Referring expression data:
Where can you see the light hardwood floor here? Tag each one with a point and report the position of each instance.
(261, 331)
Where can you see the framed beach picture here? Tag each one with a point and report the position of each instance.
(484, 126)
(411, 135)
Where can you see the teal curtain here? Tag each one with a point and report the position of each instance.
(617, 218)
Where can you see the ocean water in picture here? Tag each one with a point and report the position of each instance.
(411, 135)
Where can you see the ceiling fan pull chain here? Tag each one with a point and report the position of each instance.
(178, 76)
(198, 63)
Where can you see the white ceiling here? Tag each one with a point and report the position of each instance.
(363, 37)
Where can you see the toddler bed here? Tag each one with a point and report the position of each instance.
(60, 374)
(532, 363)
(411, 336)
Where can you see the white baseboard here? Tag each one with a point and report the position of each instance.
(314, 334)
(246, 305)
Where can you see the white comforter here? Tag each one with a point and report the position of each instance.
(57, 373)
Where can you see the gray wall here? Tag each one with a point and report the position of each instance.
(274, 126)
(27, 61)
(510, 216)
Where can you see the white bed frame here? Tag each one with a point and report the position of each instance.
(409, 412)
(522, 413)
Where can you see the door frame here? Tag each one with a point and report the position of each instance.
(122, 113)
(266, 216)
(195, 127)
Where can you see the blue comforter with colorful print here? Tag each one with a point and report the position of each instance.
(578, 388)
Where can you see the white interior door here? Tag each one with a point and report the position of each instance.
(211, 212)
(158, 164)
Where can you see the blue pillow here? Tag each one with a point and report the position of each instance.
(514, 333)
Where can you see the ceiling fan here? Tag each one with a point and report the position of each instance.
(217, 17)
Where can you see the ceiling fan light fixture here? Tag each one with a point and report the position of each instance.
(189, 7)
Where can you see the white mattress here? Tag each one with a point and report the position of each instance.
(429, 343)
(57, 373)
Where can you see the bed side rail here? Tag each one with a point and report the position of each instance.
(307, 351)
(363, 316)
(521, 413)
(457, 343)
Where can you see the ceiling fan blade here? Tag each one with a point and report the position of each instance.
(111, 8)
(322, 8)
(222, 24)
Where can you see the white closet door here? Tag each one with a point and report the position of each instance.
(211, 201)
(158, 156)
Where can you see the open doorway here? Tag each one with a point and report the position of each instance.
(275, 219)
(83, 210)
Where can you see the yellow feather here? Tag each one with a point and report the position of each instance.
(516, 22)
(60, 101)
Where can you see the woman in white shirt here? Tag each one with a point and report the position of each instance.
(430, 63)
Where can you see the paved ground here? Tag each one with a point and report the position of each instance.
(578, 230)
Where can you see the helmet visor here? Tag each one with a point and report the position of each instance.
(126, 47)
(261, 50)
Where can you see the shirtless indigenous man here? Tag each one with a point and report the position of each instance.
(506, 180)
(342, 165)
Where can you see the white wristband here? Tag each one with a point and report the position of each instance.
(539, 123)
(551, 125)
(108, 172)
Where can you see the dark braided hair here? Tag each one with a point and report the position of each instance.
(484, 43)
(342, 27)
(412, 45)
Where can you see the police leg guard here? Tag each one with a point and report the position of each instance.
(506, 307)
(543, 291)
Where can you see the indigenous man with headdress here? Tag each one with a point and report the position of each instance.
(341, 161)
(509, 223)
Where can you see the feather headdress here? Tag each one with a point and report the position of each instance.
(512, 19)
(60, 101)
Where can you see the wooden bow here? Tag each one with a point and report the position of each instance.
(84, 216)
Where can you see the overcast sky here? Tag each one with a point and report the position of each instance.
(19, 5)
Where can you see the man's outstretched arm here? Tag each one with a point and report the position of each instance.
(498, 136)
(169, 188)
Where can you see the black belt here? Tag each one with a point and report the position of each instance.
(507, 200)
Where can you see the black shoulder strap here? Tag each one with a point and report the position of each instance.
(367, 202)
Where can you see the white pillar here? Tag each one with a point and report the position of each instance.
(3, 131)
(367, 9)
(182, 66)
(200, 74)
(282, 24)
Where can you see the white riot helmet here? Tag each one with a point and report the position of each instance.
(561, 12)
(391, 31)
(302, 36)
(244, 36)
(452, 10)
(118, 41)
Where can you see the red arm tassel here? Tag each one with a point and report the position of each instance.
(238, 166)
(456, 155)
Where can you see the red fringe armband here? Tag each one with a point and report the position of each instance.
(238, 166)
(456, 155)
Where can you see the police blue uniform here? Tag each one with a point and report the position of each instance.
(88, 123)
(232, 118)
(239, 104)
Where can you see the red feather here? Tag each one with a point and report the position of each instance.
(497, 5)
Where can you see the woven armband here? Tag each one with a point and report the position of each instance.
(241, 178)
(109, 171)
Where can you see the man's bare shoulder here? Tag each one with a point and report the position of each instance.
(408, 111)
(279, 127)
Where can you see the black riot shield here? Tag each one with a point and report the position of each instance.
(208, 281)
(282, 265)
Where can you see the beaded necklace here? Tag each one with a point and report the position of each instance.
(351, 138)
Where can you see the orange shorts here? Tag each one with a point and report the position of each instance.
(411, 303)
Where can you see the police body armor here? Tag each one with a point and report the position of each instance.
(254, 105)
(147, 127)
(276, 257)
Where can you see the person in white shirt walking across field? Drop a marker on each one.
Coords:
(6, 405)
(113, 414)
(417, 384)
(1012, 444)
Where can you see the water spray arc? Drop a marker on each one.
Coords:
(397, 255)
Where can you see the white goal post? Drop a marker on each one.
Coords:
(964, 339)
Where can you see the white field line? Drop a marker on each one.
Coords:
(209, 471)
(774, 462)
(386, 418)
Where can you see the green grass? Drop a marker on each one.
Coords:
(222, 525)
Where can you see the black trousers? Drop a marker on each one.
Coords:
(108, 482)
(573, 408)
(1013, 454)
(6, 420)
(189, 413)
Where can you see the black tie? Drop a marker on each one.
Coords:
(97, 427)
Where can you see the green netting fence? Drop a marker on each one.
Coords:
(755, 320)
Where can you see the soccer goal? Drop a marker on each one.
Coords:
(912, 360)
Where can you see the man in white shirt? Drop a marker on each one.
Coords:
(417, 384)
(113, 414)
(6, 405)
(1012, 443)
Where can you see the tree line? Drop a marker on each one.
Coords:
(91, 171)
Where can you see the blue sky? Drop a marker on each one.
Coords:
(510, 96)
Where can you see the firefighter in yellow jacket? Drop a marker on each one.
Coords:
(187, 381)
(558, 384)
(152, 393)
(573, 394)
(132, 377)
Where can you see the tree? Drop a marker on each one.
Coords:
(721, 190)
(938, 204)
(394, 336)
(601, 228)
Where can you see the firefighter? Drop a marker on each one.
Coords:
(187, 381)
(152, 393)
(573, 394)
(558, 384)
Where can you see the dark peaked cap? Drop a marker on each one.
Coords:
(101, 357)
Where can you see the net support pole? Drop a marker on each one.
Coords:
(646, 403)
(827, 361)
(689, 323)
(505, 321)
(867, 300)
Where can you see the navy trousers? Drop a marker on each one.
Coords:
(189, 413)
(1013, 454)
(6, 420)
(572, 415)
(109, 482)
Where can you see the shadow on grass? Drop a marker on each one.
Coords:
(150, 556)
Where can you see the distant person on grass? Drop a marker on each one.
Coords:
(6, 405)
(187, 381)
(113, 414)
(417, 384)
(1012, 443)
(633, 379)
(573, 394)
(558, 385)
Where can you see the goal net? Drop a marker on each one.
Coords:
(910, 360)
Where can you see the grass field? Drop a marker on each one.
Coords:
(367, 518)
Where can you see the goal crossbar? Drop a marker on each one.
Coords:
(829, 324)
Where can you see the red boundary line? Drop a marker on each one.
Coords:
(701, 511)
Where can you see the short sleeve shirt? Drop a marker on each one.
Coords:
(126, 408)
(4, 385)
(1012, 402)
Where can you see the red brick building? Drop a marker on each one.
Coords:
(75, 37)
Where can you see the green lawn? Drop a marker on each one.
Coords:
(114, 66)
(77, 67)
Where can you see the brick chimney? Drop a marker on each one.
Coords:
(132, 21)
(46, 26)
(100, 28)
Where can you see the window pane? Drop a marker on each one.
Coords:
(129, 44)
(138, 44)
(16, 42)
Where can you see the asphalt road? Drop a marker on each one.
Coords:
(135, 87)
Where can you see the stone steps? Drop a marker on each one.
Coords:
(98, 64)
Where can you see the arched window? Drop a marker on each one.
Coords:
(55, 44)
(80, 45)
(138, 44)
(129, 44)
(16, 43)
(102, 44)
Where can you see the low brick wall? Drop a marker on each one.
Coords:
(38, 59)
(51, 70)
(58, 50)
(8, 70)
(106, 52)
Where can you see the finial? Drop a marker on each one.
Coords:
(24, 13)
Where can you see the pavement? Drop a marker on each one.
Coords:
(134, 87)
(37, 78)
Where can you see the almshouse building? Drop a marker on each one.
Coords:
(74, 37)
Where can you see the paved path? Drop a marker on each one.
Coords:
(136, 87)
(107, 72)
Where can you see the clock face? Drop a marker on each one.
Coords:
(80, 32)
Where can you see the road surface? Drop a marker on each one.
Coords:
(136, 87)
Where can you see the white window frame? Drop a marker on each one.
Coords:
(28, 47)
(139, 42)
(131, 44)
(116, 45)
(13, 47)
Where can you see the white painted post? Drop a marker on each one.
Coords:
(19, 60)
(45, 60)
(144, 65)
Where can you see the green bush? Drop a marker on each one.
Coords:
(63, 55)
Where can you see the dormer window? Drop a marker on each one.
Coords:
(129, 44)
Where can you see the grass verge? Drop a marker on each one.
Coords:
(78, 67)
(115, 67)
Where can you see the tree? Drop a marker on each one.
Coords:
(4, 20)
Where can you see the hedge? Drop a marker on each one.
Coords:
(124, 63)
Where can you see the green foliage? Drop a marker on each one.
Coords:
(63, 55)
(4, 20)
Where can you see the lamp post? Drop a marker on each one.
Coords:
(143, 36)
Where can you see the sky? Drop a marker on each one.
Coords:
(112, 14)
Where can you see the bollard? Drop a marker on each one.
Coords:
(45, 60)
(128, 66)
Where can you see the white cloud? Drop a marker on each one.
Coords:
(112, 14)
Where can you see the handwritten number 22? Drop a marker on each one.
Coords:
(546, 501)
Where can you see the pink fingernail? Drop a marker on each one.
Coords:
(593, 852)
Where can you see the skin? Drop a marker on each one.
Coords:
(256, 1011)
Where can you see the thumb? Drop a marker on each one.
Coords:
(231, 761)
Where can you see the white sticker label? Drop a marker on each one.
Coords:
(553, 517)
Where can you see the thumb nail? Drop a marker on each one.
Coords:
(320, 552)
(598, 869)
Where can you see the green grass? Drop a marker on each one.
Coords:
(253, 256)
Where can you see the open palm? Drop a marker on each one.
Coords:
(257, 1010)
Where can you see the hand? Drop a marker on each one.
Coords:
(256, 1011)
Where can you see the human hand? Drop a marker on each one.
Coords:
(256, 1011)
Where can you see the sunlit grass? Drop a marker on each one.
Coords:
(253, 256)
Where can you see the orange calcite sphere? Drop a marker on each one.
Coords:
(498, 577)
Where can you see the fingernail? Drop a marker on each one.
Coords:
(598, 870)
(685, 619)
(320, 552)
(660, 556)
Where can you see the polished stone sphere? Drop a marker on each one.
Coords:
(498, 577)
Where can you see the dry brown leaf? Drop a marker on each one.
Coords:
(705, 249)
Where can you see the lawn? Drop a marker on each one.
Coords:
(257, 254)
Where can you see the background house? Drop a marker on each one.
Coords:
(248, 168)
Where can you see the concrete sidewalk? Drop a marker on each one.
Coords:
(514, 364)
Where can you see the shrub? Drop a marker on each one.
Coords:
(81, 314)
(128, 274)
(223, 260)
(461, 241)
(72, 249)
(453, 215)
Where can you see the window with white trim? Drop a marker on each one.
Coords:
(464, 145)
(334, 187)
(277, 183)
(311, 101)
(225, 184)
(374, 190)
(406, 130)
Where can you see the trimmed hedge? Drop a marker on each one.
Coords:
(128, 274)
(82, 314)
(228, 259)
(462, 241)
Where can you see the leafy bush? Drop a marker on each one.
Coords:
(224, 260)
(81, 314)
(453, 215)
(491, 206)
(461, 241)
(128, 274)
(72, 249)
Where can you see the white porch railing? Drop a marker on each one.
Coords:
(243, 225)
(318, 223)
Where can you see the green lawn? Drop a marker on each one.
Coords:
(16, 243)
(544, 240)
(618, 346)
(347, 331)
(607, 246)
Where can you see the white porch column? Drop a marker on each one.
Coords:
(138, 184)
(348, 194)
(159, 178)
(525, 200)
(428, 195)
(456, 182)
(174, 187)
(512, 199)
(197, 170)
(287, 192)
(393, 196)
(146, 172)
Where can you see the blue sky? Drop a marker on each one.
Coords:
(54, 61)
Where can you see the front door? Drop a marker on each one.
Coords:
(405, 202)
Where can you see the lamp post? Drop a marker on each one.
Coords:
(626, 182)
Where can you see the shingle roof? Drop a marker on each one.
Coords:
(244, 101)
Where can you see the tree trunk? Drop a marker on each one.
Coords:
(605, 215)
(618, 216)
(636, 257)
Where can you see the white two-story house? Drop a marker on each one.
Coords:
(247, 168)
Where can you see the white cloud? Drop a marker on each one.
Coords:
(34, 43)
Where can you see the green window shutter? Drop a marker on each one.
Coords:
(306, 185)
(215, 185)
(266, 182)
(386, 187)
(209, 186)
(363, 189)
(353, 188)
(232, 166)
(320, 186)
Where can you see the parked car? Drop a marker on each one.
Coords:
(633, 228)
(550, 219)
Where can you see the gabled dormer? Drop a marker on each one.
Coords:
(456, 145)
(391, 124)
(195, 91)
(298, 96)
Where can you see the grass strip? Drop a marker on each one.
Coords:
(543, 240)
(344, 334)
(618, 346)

• [YOUR ASSIGNMENT]
Scan the data above; copy every line where "sphere" appears.

• [OUTPUT FOR THIS EXERCISE]
Where can you see the orange calcite sphere? Drop a marker on each one.
Where can you see the polished stone sphere? Drop a marker on each one.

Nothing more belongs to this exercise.